> [Page excerpt]

════════════════════

Philippa Ngaju, an Electrical Engineer attached to the Uganda Industrial Research Institute UIRI, took home the second prize of USD 25 000 89 million Shillings for her innovation; Electronically Controlled Gravity Feed Infusion Set ECGF, a medical device designed to accurately administer intravenous fluids and drugs by controlling the rate of fluid flow based on feedback from a drop sensor.
Ugandan young innovator, Phillippa Ngaju Makobore has scooped the second prize in the 2017 innovation Prize for Africa.
Philippa Ngaju, an Electrical Engineer attached to the Uganda Industrial Research Institute (UIRI), took home the second prize of USD 25 000 (89 million Shillings) for her innovation; Electronically Controlled Gravity Feed Infusion Set (ECGF), a medical device designed to accurately administer intravenous fluids and drugs by controlling the rate of fluid flow based on feedback from a drop sensor.
Over 10 percent of children admitted to East African hospitals need immediate infusion therapy. Findings from the Fluid Expansion As Supportive Therapy-FEAST trial indicate that over-infusion in children increased the absolute risk of death by 3.3 percent at 48 hours while erroneous delivery rates can result into serious adverse effects.

════════════════════

> [Information shown]
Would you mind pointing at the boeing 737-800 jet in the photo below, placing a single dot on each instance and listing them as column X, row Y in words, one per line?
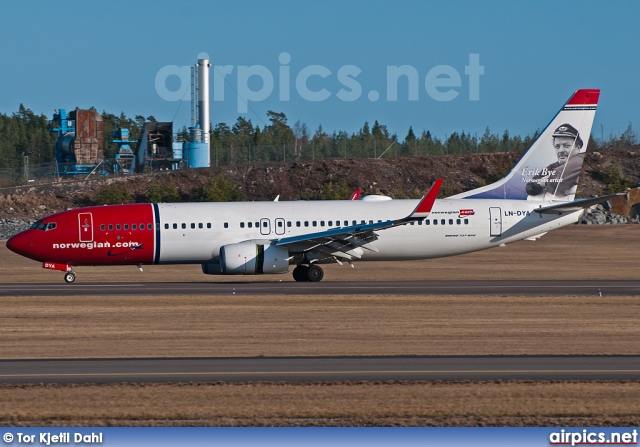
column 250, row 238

════════════════════

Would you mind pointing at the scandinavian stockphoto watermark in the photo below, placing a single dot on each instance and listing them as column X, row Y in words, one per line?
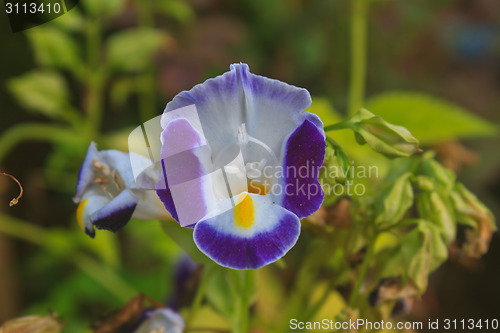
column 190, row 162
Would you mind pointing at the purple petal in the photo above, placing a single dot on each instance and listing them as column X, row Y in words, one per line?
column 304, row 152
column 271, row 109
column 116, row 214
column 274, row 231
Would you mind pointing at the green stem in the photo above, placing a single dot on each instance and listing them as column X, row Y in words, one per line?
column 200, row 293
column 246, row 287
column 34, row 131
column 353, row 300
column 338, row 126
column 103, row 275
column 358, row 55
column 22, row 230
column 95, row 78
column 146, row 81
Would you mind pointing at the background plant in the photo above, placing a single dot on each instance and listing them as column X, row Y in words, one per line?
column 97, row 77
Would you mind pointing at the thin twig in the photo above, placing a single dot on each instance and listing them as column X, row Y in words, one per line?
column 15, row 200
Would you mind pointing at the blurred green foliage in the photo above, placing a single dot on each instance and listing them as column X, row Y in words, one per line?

════════════════════

> [Problem set]
**a.** Can you revise the article on the infusion set between "Over 10 percent" and "serious adverse effects.", inclusive, so that "infusion therapy" becomes "intravenous therapy"?
**b.** Answer these questions about the article on the infusion set:
(i) In which year's Innovation Prize for Africa did Phillippa Ngaju Makobore win second prize?
(ii) Which institute is Philippa Ngaju attached to?
(iii) What share of children admitted to East African hospitals need immediate infusion therapy?

> [Task-by-task results]
**a.**
Over 10 percent of children admitted to East African hospitals need immediate intravenous therapy. Findings from the Fluid Expansion As Supportive Therapy-FEAST trial indicate that over-infusion in children increased the absolute risk of death by 3.3 percent at 48 hours while erroneous delivery rates can result into serious adverse effects.

**b.**
(i) 2017
(ii) The Uganda Industrial Research Institute (UIRI)
(iii) Over 10 percent